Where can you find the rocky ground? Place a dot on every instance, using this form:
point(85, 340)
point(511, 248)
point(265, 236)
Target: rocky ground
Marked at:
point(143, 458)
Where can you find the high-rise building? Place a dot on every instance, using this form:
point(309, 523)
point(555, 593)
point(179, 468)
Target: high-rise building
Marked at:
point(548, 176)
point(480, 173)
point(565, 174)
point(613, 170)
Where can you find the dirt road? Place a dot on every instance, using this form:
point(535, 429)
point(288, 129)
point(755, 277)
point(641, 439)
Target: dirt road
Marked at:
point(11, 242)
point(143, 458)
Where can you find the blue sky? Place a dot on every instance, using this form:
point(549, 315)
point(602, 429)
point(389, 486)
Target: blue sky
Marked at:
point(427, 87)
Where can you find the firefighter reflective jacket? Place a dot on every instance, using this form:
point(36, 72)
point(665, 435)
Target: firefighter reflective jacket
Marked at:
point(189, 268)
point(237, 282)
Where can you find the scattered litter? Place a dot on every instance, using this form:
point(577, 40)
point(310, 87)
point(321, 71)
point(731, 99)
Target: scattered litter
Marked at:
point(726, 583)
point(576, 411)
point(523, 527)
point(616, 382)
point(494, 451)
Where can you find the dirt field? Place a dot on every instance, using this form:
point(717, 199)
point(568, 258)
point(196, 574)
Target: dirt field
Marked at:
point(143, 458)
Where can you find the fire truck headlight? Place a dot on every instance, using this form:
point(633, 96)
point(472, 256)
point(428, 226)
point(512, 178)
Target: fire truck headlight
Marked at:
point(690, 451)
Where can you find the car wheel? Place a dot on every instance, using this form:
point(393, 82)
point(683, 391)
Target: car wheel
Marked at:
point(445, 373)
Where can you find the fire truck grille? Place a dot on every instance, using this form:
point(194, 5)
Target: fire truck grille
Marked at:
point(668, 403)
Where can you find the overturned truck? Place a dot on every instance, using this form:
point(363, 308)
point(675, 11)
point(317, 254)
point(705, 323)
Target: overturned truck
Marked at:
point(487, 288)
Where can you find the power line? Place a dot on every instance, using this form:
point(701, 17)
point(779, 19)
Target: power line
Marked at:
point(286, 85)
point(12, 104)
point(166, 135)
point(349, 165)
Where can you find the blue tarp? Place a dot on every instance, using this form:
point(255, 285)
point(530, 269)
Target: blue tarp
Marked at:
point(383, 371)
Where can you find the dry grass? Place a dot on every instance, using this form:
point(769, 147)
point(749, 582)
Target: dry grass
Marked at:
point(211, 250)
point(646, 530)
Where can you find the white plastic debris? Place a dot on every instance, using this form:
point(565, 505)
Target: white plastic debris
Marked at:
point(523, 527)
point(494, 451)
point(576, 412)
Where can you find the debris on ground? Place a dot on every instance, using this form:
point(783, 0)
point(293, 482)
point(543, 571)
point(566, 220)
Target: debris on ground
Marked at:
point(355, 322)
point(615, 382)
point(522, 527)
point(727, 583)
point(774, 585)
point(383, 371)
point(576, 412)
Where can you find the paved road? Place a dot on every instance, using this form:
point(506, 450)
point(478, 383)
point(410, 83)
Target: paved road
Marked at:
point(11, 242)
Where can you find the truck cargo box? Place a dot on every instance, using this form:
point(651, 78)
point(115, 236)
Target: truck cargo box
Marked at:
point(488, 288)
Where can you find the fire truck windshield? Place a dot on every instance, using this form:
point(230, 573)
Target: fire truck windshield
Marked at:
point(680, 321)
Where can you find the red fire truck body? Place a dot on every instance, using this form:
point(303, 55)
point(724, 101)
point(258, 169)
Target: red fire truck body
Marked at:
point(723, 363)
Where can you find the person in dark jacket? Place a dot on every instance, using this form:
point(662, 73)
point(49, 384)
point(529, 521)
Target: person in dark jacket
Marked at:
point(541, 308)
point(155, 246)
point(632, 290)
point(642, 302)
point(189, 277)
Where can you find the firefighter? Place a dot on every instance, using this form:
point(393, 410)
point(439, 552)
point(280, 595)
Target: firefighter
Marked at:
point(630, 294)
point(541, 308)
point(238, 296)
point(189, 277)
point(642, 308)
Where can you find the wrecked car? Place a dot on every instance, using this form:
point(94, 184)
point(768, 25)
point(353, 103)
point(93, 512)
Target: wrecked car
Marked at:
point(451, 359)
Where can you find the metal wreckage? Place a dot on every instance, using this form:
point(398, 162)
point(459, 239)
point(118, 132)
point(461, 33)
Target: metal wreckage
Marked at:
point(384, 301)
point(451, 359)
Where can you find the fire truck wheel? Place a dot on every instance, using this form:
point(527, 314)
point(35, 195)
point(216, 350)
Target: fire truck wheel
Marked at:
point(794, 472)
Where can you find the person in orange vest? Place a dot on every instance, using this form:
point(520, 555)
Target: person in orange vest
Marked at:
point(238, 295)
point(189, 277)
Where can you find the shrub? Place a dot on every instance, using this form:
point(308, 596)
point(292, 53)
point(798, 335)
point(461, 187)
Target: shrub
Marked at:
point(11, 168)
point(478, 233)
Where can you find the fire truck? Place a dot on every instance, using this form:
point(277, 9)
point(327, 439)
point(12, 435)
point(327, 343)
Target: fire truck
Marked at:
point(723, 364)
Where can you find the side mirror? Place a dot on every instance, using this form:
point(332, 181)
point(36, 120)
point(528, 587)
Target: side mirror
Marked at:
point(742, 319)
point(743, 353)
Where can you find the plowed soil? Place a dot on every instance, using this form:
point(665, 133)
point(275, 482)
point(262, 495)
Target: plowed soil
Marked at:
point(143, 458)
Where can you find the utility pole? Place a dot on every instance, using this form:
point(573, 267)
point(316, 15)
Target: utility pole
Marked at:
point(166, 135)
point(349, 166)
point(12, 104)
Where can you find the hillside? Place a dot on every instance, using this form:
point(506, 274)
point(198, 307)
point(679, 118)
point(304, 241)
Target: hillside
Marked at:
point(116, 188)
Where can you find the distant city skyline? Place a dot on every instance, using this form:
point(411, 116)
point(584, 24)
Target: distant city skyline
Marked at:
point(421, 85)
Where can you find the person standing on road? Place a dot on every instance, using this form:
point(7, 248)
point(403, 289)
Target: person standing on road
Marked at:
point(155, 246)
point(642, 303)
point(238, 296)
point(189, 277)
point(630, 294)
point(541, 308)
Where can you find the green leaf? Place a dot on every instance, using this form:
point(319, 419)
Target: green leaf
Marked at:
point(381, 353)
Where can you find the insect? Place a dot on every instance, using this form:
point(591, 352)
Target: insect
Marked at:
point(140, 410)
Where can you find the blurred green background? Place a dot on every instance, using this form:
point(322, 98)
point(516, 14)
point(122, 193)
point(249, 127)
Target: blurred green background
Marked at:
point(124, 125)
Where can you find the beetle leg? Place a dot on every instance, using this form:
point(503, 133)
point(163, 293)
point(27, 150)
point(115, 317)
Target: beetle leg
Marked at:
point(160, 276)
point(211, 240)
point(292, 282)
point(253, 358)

**Exercise goal**
Rewrite all the rows above, swapping "Marked at" for "Located at" each time it appears and keeping everything else as it is.

**Exercise answer**
Where can you find the rocky ground? Place a dot on every instance, using this form:
point(85, 340)
point(511, 248)
point(265, 236)
Target: rocky ground
Located at:
point(143, 458)
Where can you find the high-rise building? Place a dot on every instance, using this form:
point(309, 523)
point(555, 593)
point(179, 468)
Target: high-rise building
Located at:
point(548, 176)
point(480, 173)
point(565, 174)
point(613, 170)
Where can you find the dirt road? Place a dot on every instance, using this form:
point(535, 429)
point(288, 129)
point(755, 277)
point(641, 439)
Target: dirt road
Located at:
point(11, 242)
point(143, 458)
Where can you find the blue sky? Place a dot on every instance, using this form:
point(549, 315)
point(602, 429)
point(389, 486)
Target: blue sky
Located at:
point(427, 87)
Where can you find the firefighter reflective jacket? Place a dot on every instance, using this form:
point(36, 72)
point(665, 435)
Target: firefighter reflective jacket
Located at:
point(189, 268)
point(237, 282)
Where can you find the scattered litter? Place a dot on every instance, using this form:
point(577, 40)
point(310, 87)
point(321, 71)
point(731, 99)
Target: scattered litter
Located at:
point(726, 583)
point(576, 411)
point(523, 527)
point(616, 382)
point(494, 451)
Where can you find the dirt field? Place a dot on every instance, using this form:
point(717, 199)
point(568, 258)
point(196, 574)
Target: dirt field
Located at:
point(143, 458)
Where can you find the fire truck headlight? Place a dot on every instance, using this form:
point(633, 96)
point(472, 256)
point(428, 226)
point(512, 178)
Target: fire truck headlight
Located at:
point(690, 451)
Where can you find the car wheel? Place a dot on every instance, using this form:
point(393, 82)
point(683, 391)
Target: car wheel
Located at:
point(445, 373)
Where can you find the fire truck grille? Place a dot on every instance, using this form:
point(194, 5)
Target: fire truck grille
Located at:
point(668, 403)
Where can you find the overturned truck? Place a dot on every instance, using this form:
point(363, 308)
point(675, 11)
point(317, 254)
point(705, 323)
Target: overturned truck
Located at:
point(487, 288)
Where can you find the power line? Place a dot on every instance, using this form:
point(701, 17)
point(779, 19)
Target: power line
Located at:
point(286, 85)
point(12, 104)
point(166, 135)
point(349, 165)
Where can you find the blue tarp? Place a dot on every instance, using this form:
point(255, 285)
point(530, 269)
Target: blue tarp
Located at:
point(383, 371)
Where can you find the dry grass? Place a dot on every instance, using this form:
point(769, 147)
point(749, 582)
Target: dry grass
Located at:
point(211, 250)
point(646, 530)
Where can you find the white plastic debris? Place a dot on every instance, using this form:
point(565, 505)
Target: white plastic debris
Located at:
point(523, 527)
point(494, 451)
point(576, 412)
Where can you find the debris on ground? Place a dot on every instance, using this form:
point(783, 0)
point(293, 482)
point(543, 571)
point(566, 220)
Target: debris on ground
Located at:
point(355, 322)
point(615, 382)
point(522, 527)
point(727, 583)
point(774, 585)
point(383, 371)
point(576, 412)
Where can you find the paved road? Place a dot on every instance, using this form:
point(506, 450)
point(478, 383)
point(410, 83)
Target: paved road
Located at:
point(11, 242)
Where can you find the truck cargo box? Place a dot on every instance, using this form:
point(651, 78)
point(115, 236)
Target: truck cargo box
Located at:
point(488, 288)
Where can you find the fire truck windshield? Place a dot on every instance, using this form:
point(230, 573)
Target: fire truck windshield
Located at:
point(680, 321)
Where can you find the red fire truck body? Place a dot on every instance, using this form:
point(303, 55)
point(724, 101)
point(258, 169)
Target: red fire truck body
Located at:
point(723, 363)
Where can you find the person in dark jacket? Place a dot on every instance, using this form:
point(662, 73)
point(49, 384)
point(529, 521)
Target: person in dark jacket
Located at:
point(541, 308)
point(155, 246)
point(632, 290)
point(642, 302)
point(189, 277)
Where can you find the firefighter? Place a dot on every instance, using this form:
point(393, 410)
point(439, 552)
point(280, 595)
Target: firefighter
Located at:
point(630, 294)
point(541, 308)
point(238, 296)
point(189, 277)
point(642, 308)
Where can you find the wrecked car? Place a dot on every instance, using this form:
point(94, 184)
point(768, 25)
point(353, 103)
point(93, 512)
Target: wrecked car
Located at:
point(451, 359)
Where can you find the metal wreckage? Place a dot on every instance, using this form:
point(398, 162)
point(459, 239)
point(118, 132)
point(461, 33)
Target: metal wreckage
Located at:
point(384, 301)
point(451, 359)
Where can you find the fire truck wheel? Place a dot on every instance, using this form:
point(527, 314)
point(35, 195)
point(216, 350)
Target: fire truck wheel
Located at:
point(794, 472)
Where can you find the person in orange vest? Place a dot on every instance, using this form:
point(520, 555)
Target: person in orange vest
Located at:
point(238, 295)
point(189, 277)
Where can you find the shrub? Place a dot on every instance, using this form:
point(308, 596)
point(292, 53)
point(798, 335)
point(461, 187)
Target: shrub
Located at:
point(11, 168)
point(478, 233)
Where can you find the fire truck? Place a dot on every instance, using this form:
point(277, 9)
point(327, 439)
point(12, 435)
point(327, 343)
Target: fire truck
Located at:
point(723, 364)
Where can you find the side mirror? Place a dot on every instance, using this form:
point(332, 181)
point(36, 120)
point(528, 587)
Target: side mirror
Located at:
point(742, 319)
point(743, 353)
Where can you find the plowed soil? Place a dot on every instance, using this form:
point(665, 133)
point(275, 482)
point(262, 495)
Target: plowed soil
Located at:
point(143, 458)
Where can you find the utility pole? Place a dot on every instance, using this form:
point(573, 267)
point(316, 15)
Target: utility pole
Located at:
point(166, 135)
point(349, 166)
point(12, 104)
Where can you find the hillside? Place a dot on every instance, using this form:
point(506, 274)
point(198, 307)
point(679, 118)
point(304, 241)
Target: hillside
Located at:
point(116, 188)
Where can you find the distant city skyline? Place a dot on every instance, using this form:
point(411, 116)
point(584, 24)
Target: distant city skyline
Located at:
point(421, 85)
Where can you find the person standing on road? Place a dot on every instance, using this form:
point(7, 248)
point(403, 289)
Target: person standing on road
Located at:
point(155, 246)
point(642, 303)
point(238, 296)
point(189, 277)
point(630, 294)
point(541, 308)
Where can you find the green leaf? Place a dot on every instance, using this form:
point(319, 419)
Target: green leaf
Located at:
point(381, 353)
Where can you find the insect? Place a dot on every instance, using this form:
point(591, 352)
Target: insect
Located at:
point(140, 410)
Where can you find the blurred green background? Place a dot on every instance, using this form:
point(322, 98)
point(516, 14)
point(122, 193)
point(249, 127)
Target: blurred green background
Located at:
point(124, 125)
Where can you find the beetle leg? Place a dot on every instance, using this form:
point(503, 133)
point(163, 293)
point(27, 150)
point(115, 317)
Target: beetle leg
Located at:
point(160, 276)
point(211, 240)
point(292, 282)
point(253, 358)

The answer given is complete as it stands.